TRY IT: Please repeat the lines below exactly. Begin with the line containing "column 191, row 198" and go on through the line containing "column 98, row 143".

** Opening SUPPLIED MATERIAL block **

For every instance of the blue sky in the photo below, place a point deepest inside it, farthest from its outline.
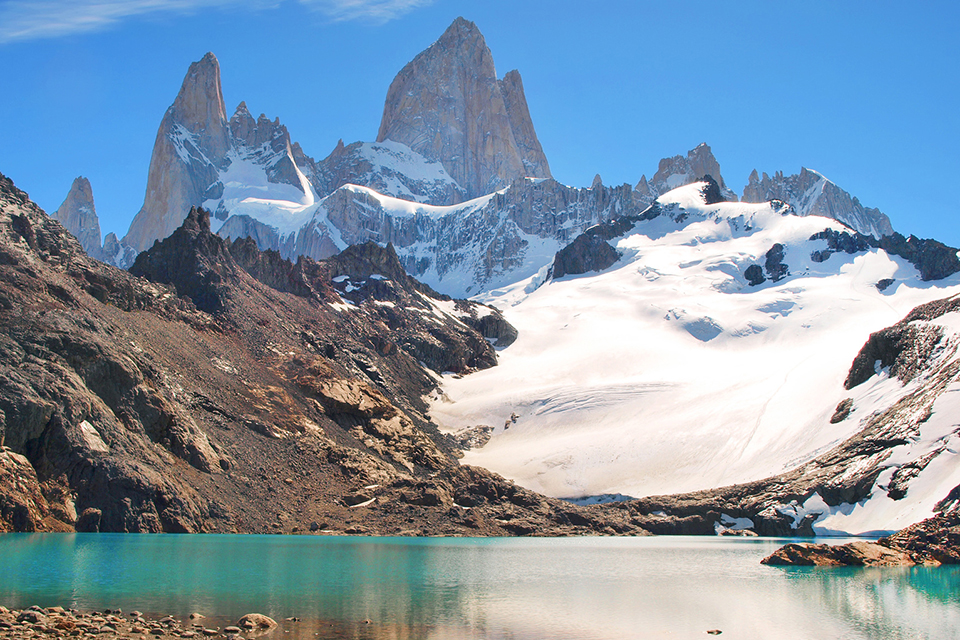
(867, 93)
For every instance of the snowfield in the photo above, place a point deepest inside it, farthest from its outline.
(668, 372)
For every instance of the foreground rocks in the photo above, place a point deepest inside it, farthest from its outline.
(57, 622)
(935, 541)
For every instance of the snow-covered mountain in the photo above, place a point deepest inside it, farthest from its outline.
(811, 194)
(78, 215)
(680, 171)
(678, 368)
(455, 141)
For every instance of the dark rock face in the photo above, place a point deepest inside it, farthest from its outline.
(934, 260)
(934, 541)
(904, 347)
(711, 191)
(754, 275)
(848, 473)
(809, 193)
(774, 265)
(195, 261)
(588, 252)
(125, 407)
(591, 251)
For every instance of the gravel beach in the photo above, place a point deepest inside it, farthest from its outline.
(57, 622)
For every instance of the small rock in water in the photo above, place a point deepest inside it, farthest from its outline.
(256, 621)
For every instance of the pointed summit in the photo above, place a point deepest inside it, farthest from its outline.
(199, 106)
(448, 105)
(79, 216)
(191, 147)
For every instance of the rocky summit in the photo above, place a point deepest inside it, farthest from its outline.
(222, 388)
(448, 105)
(456, 179)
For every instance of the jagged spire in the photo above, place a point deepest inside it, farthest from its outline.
(448, 105)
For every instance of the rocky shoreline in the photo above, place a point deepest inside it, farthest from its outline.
(932, 542)
(57, 622)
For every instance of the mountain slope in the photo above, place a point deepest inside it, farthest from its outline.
(812, 194)
(237, 391)
(669, 371)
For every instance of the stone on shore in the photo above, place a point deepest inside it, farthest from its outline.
(257, 622)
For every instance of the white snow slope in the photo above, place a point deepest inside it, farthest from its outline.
(667, 372)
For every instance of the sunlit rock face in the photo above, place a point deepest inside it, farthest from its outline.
(448, 105)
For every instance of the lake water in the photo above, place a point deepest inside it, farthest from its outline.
(450, 588)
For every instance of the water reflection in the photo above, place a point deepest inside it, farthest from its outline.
(592, 588)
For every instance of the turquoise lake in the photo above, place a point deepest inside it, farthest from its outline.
(450, 588)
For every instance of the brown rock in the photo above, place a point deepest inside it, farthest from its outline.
(448, 105)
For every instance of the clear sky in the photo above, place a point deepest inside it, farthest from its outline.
(867, 93)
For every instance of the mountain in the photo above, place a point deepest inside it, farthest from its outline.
(79, 216)
(226, 389)
(457, 180)
(810, 194)
(448, 105)
(897, 467)
(706, 345)
(680, 171)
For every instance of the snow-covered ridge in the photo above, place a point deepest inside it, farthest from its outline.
(669, 372)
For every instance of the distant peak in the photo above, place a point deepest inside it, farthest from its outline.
(199, 103)
(81, 184)
(459, 33)
(462, 24)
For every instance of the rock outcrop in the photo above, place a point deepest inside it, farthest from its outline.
(934, 260)
(934, 541)
(390, 168)
(79, 216)
(680, 171)
(882, 461)
(189, 151)
(196, 146)
(448, 105)
(811, 194)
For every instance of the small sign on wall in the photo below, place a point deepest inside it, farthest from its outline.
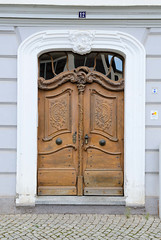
(82, 14)
(154, 90)
(154, 114)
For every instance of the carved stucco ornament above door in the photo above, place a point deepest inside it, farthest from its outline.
(81, 41)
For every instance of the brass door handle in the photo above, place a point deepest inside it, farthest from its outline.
(86, 139)
(74, 137)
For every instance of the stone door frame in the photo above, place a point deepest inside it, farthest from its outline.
(81, 42)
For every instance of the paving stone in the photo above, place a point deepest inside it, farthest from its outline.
(78, 226)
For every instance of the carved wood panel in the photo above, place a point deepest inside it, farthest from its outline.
(71, 105)
(57, 153)
(103, 164)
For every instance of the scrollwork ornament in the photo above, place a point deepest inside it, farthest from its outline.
(81, 41)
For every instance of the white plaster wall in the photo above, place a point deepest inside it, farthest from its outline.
(11, 37)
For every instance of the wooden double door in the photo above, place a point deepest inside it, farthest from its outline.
(80, 135)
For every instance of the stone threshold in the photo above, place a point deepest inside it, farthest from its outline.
(81, 200)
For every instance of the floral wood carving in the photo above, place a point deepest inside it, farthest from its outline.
(103, 115)
(81, 41)
(57, 115)
(81, 76)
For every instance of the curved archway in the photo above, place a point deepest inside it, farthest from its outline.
(81, 42)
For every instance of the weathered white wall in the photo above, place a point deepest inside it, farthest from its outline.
(11, 37)
(8, 110)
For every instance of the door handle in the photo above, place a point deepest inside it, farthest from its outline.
(74, 137)
(86, 139)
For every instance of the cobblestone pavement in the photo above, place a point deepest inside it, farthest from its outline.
(79, 226)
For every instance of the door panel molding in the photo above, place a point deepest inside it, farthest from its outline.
(134, 54)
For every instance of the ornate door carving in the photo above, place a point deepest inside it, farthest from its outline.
(80, 134)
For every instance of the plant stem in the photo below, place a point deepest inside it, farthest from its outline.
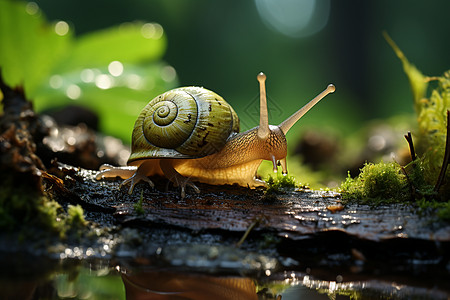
(446, 156)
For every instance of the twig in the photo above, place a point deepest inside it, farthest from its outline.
(446, 157)
(408, 138)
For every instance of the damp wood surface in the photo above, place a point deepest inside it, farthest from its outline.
(292, 214)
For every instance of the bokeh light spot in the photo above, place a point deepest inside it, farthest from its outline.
(115, 68)
(168, 73)
(152, 31)
(87, 75)
(61, 28)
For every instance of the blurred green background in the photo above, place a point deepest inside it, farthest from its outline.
(301, 45)
(222, 45)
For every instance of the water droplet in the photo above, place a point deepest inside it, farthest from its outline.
(32, 8)
(87, 75)
(103, 81)
(73, 91)
(168, 73)
(56, 81)
(152, 31)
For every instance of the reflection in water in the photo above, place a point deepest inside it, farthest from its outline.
(102, 279)
(164, 285)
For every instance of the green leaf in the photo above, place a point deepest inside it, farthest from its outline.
(29, 47)
(127, 43)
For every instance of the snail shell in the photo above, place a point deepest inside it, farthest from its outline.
(187, 122)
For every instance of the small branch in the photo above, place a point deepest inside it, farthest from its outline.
(408, 138)
(446, 157)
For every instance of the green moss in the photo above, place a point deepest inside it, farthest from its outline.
(280, 184)
(138, 205)
(376, 184)
(26, 211)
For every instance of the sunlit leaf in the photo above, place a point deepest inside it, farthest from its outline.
(114, 71)
(29, 47)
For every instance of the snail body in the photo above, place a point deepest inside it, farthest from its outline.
(192, 134)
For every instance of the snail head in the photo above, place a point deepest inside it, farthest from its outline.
(274, 137)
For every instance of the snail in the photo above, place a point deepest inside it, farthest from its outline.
(192, 134)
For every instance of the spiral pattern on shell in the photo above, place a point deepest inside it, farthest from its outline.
(183, 123)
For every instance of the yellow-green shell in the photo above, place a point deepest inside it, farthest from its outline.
(188, 122)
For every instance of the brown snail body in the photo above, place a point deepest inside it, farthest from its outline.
(211, 150)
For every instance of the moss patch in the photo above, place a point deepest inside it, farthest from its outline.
(377, 184)
(27, 212)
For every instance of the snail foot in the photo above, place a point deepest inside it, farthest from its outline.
(135, 179)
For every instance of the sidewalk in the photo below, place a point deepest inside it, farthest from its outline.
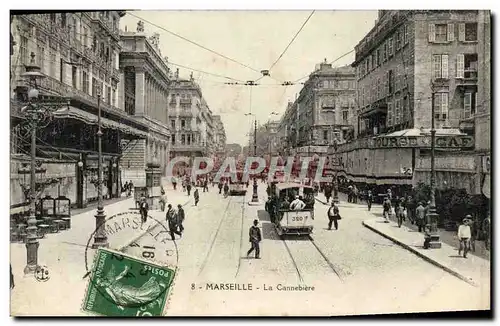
(64, 255)
(473, 269)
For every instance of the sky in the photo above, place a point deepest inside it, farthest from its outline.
(254, 39)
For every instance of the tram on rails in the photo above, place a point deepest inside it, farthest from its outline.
(238, 187)
(289, 221)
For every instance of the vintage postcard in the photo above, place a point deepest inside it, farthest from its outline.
(250, 163)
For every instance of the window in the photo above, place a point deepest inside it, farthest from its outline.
(389, 114)
(108, 95)
(467, 65)
(345, 115)
(440, 66)
(63, 20)
(23, 50)
(467, 32)
(74, 78)
(85, 82)
(85, 37)
(390, 46)
(94, 87)
(390, 81)
(469, 105)
(441, 106)
(406, 34)
(397, 112)
(41, 57)
(441, 33)
(61, 70)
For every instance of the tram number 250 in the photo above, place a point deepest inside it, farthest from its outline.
(298, 218)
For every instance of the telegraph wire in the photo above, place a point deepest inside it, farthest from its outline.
(293, 39)
(192, 42)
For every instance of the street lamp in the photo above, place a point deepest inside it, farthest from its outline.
(37, 115)
(255, 196)
(100, 238)
(432, 216)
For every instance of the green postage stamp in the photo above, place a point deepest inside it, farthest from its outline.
(121, 285)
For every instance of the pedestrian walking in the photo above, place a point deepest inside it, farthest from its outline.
(172, 219)
(328, 192)
(333, 216)
(369, 199)
(174, 182)
(255, 237)
(181, 215)
(12, 285)
(420, 216)
(355, 194)
(163, 199)
(386, 209)
(143, 209)
(487, 232)
(464, 235)
(196, 197)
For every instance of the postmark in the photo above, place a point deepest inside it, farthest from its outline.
(122, 285)
(148, 242)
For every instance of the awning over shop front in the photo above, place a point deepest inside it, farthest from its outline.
(71, 112)
(486, 186)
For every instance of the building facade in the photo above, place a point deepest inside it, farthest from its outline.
(78, 55)
(413, 63)
(322, 113)
(191, 121)
(144, 92)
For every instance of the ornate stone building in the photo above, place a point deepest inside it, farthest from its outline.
(322, 112)
(78, 54)
(144, 94)
(190, 119)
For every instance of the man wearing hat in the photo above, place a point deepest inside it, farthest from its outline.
(464, 235)
(297, 204)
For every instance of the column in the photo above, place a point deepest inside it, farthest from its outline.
(140, 91)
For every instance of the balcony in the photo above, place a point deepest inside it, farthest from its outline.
(52, 84)
(105, 23)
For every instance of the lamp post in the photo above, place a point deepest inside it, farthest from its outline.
(255, 196)
(335, 178)
(432, 216)
(37, 115)
(100, 238)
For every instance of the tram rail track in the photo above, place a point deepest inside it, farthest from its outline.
(298, 270)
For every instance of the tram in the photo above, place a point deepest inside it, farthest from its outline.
(286, 220)
(238, 187)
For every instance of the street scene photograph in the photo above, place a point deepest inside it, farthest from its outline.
(250, 163)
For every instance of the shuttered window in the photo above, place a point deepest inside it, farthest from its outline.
(460, 66)
(451, 32)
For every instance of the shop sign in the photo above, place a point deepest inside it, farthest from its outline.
(424, 141)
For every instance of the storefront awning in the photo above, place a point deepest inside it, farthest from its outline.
(486, 186)
(71, 112)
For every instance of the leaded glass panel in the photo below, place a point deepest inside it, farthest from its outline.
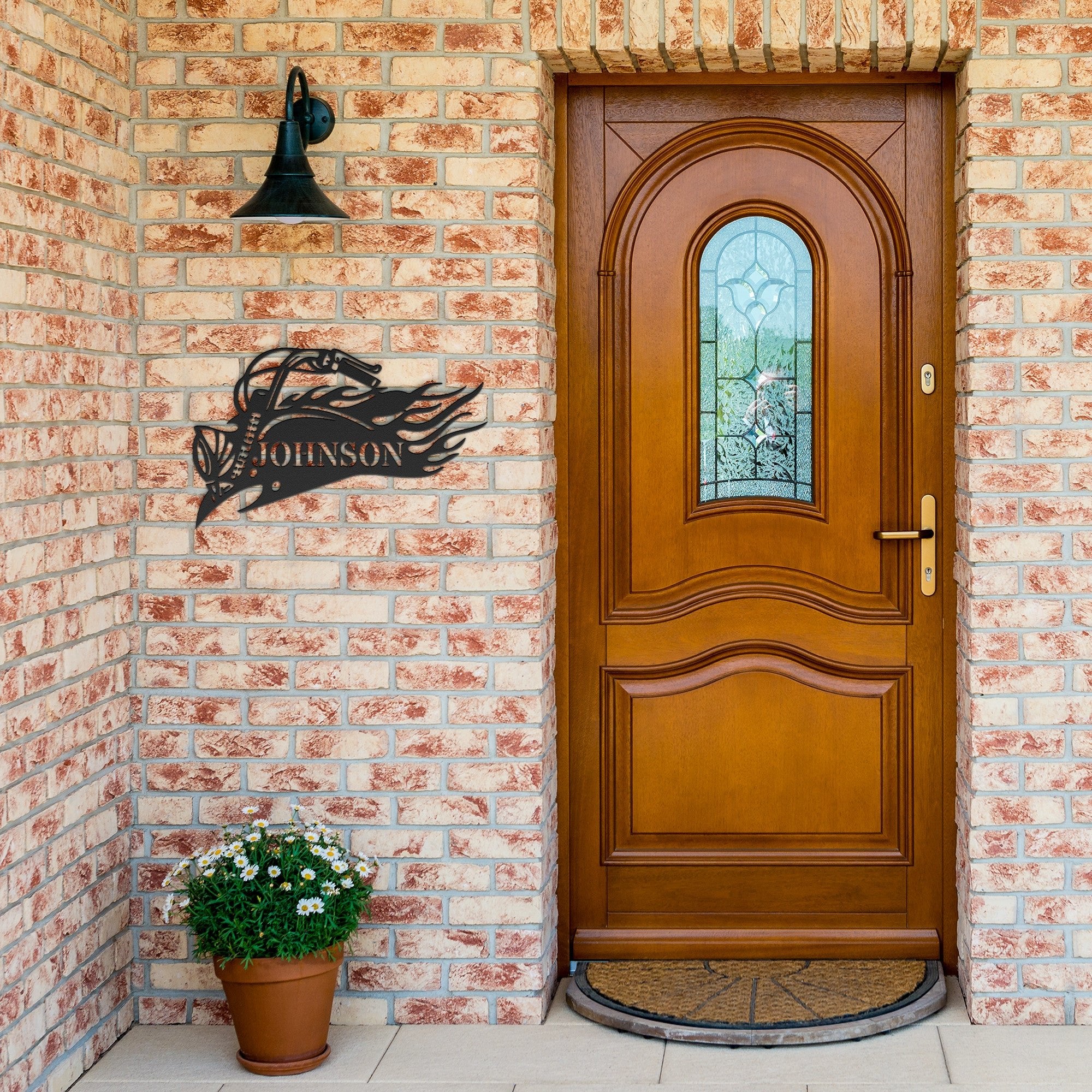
(755, 340)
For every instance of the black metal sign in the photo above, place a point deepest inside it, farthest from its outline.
(292, 432)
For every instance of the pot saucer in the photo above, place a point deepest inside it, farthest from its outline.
(283, 1069)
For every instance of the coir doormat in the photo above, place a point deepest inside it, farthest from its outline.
(758, 1002)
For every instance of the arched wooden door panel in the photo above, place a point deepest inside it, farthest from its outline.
(756, 693)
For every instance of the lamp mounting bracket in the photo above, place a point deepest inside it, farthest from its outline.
(316, 120)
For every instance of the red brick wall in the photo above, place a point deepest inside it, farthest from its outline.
(381, 652)
(1023, 479)
(67, 383)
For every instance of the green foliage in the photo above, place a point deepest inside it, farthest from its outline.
(266, 893)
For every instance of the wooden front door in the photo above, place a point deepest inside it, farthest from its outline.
(756, 683)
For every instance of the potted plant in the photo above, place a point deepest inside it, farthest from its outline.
(275, 910)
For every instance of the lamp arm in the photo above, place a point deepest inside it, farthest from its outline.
(299, 74)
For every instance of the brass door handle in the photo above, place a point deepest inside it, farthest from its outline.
(899, 536)
(928, 536)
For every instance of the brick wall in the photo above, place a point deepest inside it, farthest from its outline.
(67, 383)
(383, 651)
(379, 652)
(1025, 574)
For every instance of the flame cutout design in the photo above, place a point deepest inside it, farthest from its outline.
(284, 443)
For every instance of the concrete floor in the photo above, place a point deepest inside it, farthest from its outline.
(940, 1053)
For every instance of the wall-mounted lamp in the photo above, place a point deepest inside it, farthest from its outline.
(290, 194)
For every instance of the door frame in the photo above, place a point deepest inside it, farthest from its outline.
(946, 390)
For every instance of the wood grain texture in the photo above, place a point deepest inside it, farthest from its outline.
(651, 717)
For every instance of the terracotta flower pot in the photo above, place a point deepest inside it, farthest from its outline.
(281, 1010)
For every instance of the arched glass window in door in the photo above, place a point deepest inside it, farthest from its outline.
(756, 426)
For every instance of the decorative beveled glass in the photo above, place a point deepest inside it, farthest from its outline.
(755, 387)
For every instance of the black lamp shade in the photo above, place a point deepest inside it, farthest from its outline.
(290, 194)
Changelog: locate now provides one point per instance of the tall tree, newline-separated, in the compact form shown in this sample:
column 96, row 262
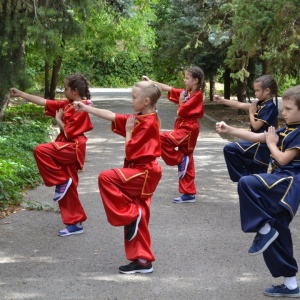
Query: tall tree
column 12, row 33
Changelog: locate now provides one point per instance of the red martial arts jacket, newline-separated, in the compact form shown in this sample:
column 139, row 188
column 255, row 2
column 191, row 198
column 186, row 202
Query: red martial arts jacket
column 141, row 151
column 76, row 124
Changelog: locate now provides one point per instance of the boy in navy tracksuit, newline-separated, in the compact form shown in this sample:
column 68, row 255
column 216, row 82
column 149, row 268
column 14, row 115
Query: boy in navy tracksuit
column 269, row 201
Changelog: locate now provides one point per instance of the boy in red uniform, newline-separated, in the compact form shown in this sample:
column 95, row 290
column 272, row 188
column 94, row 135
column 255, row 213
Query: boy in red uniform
column 126, row 192
column 59, row 161
column 178, row 145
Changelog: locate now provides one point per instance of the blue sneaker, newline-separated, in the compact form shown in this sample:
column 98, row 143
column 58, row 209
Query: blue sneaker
column 61, row 190
column 282, row 291
column 71, row 229
column 185, row 199
column 182, row 167
column 263, row 241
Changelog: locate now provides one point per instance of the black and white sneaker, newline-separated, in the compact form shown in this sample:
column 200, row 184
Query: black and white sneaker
column 132, row 228
column 136, row 267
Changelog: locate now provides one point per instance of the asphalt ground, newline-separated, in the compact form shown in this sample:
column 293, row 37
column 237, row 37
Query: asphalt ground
column 201, row 252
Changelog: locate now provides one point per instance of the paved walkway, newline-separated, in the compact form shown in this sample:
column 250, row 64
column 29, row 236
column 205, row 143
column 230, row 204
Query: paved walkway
column 201, row 252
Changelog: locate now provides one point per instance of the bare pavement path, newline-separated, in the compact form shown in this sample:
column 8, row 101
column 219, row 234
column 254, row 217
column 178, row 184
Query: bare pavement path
column 201, row 252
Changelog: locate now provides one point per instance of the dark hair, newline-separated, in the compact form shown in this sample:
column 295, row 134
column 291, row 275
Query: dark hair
column 150, row 90
column 293, row 93
column 79, row 83
column 197, row 72
column 268, row 82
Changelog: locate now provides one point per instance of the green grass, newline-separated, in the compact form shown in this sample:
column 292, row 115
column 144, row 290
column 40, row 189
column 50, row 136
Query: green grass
column 24, row 126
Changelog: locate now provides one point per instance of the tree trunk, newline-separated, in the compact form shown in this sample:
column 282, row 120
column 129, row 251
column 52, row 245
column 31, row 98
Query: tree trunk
column 227, row 82
column 3, row 106
column 212, row 82
column 241, row 93
column 54, row 79
column 47, row 80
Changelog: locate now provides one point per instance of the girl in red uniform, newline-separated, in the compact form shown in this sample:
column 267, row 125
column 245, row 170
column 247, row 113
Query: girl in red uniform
column 126, row 192
column 178, row 145
column 59, row 161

** Closing SUPPLIED MATERIAL block **

EXERCISE RESULT:
column 191, row 198
column 186, row 202
Query: red martial arts jacket
column 141, row 151
column 76, row 124
Changelog: locate now provides one point per instance of the boy in navy tracksuit, newline-separated, in the compact form shown in this sample:
column 68, row 255
column 216, row 82
column 149, row 268
column 14, row 115
Query: boy in navy tracksuit
column 269, row 201
Changelog: locate now provides one point per instance of the boy in red uniform, newline-separated, in the compact form shown in this sample:
column 95, row 290
column 272, row 188
column 94, row 135
column 255, row 213
Query: boy in red uniform
column 126, row 192
column 59, row 161
column 178, row 145
Changelog: locate now provides one point per instance of the blue sneaker, newline-separated, in the compact form shown in this sample:
column 98, row 143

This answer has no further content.